### Excerpted records ###

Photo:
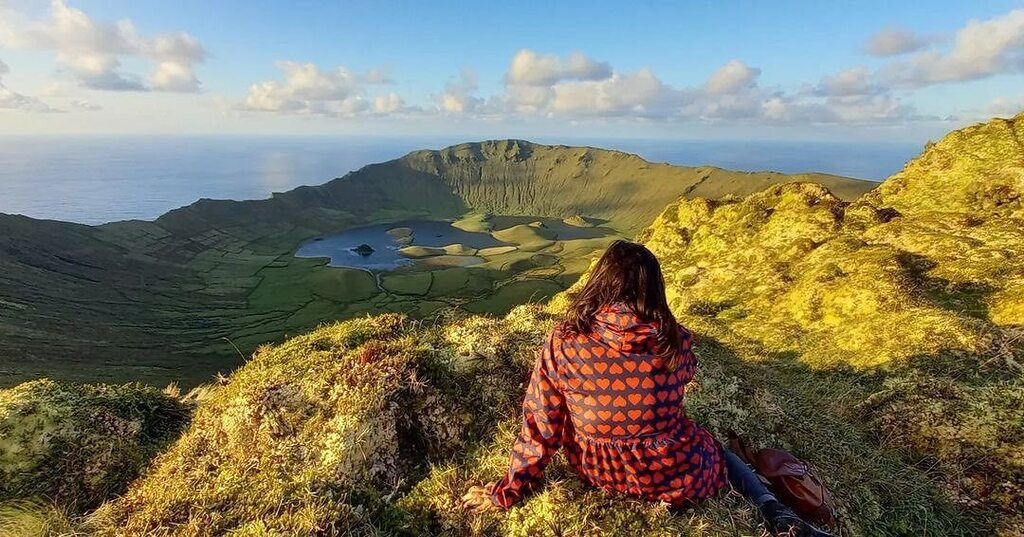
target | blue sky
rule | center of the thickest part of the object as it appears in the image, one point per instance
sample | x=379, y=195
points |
x=881, y=71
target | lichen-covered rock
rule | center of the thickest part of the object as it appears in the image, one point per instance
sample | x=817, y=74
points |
x=80, y=445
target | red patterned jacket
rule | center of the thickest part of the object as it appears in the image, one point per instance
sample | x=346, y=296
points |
x=606, y=399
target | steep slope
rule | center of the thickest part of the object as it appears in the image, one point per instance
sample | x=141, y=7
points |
x=181, y=297
x=519, y=177
x=818, y=330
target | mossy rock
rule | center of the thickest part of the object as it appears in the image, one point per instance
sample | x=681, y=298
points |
x=80, y=444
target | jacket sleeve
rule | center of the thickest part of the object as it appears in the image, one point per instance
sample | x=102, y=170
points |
x=544, y=413
x=688, y=361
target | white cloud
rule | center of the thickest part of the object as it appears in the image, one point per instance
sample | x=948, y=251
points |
x=530, y=69
x=980, y=49
x=10, y=99
x=731, y=92
x=1005, y=108
x=308, y=89
x=458, y=96
x=854, y=81
x=92, y=50
x=387, y=104
x=638, y=94
x=85, y=106
x=893, y=41
x=731, y=77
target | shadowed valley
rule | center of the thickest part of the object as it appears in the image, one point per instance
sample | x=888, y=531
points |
x=181, y=297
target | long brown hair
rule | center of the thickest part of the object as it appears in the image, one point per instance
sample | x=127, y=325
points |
x=627, y=274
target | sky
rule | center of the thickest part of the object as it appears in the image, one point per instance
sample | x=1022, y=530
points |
x=879, y=71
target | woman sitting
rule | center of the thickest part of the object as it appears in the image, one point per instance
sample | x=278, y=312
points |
x=608, y=389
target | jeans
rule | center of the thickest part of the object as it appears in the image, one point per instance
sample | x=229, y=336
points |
x=744, y=481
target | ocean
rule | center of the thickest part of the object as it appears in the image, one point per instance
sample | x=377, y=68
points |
x=101, y=179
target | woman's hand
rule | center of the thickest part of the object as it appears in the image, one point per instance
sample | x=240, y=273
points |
x=477, y=499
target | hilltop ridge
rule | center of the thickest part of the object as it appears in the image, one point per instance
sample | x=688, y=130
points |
x=851, y=333
x=178, y=297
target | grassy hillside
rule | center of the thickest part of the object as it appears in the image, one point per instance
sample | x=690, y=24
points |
x=185, y=296
x=877, y=338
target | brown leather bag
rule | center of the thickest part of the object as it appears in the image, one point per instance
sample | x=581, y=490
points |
x=792, y=480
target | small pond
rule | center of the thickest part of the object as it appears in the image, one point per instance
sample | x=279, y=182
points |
x=340, y=247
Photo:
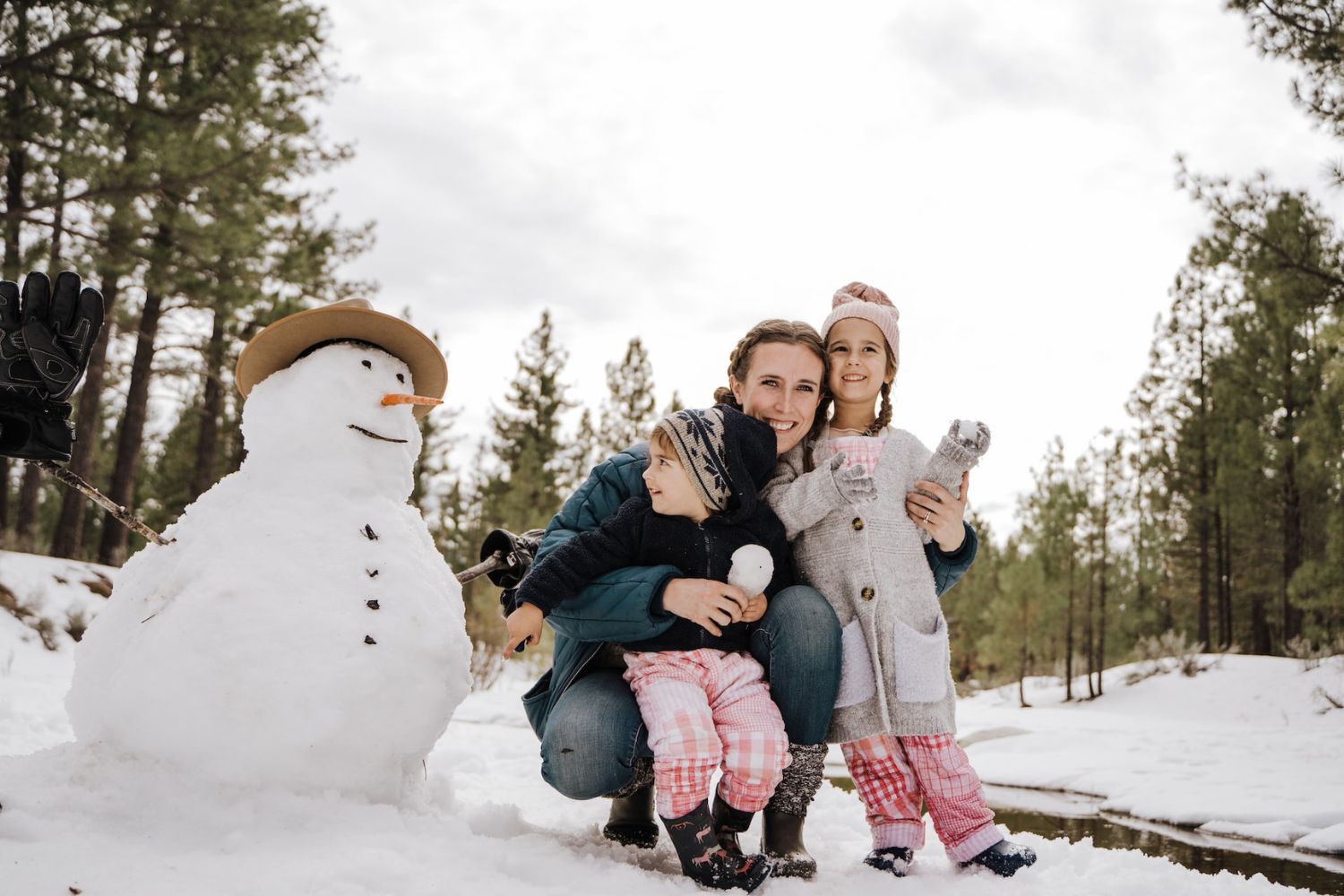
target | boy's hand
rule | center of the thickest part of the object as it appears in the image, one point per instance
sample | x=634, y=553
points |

###

# Task objective
With the string "brown" as the key, filter the data above and show the lines that match.

# Finished task
target | long brown hair
target | brown leather bag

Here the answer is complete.